Dataset records about object locations
★ ★ ★ ★ ★

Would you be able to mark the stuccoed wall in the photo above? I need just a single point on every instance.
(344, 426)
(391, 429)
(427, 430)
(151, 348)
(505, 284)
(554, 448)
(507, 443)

★ ★ ★ ★ ★

● **Problem details**
Exactly reproduce the material above.

● **Response**
Would you be able to mark the stuccoed wall in the photo above? I need just a single point on every instance.
(344, 426)
(391, 429)
(427, 430)
(151, 348)
(505, 284)
(554, 448)
(507, 443)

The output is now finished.